> **Tareas propuestas**:
1 - Reproduce el fragmento del artículo sobre agosto que comienza en las palabras "Mi recuerdo agostino" y termina después de "pizca de sal.".
2 - Enumera todas las frutas que se nombran en el artículo sobre agosto.

Agosto.
Contraponientes
de melocotón y azúcar,
y el sol dentro de la tarde,
como el hueso en una fruta.
Federico García Lorca
Agosto era el mes de mi cumpleaños y de la fiesta nacional que celebraba al Divino Salvador del Mundo.
Los dulces caprichos del trópico centroamericano llenaban de color y antojo los canastos de las vendedoras que cada mediodía tocaban a la puerta ofreciendo vegetales y frutas de estación.
Mi recuerdo agostino destila aromas de marañón y anonas* rosadas. Dos de las frutas que entonces formaban parte del bodegón familiar y hoy me parecen tan exóticas como el mangostán. Exóticas porque me son lejanas; ya no forman parte de mi geografía gastronómica.
Por fortuna, mi memoria –siempre ligada al gusto y al olfato– no olvida esos sabores de crianza y destino.
Aquellas tardes calurosas de agosto, morder un marañón frío era casi igual al disfrute de una nieve. Evoco el momento y su sabor agridulce explota en mi boca. Recuerdo bien el “fresco de ensalada de frutas” que nos preparaban en domingo. Una explosión de mango, marañón, piña, azúcar y hasta una pizca de sal.

> **Filas de datos**:
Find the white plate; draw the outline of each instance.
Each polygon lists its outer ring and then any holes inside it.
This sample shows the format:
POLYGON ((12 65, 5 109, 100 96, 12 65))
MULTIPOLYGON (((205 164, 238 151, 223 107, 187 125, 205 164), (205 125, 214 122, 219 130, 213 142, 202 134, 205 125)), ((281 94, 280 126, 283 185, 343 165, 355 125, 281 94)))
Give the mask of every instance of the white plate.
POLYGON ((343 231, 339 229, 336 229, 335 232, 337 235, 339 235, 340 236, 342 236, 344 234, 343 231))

> **Las soluciones**:
1 -
Mi recuerdo agostino destila aromas de marañón y anonas* rosadas. Dos de las frutas que entonces formaban parte del bodegón familiar y hoy me parecen tan exóticas como el mangostán. Exóticas porque me son lejanas; ya no forman parte de mi geografía gastronómica.
Por fortuna, mi memoria –siempre ligada al gusto y al olfato– no olvida esos sabores de crianza y destino.
Aquellas tardes calurosas de agosto, morder un marañón frío era casi igual al disfrute de una nieve. Evoco el momento y su sabor agridulce explota en mi boca. Recuerdo bien el “fresco de ensalada de frutas” que nos preparaban en domingo. Una explosión de mango, marañón, piña, azúcar y hasta una pizca de sal.

2 - melocotón, marañón, anonas, mangostán, mango, piña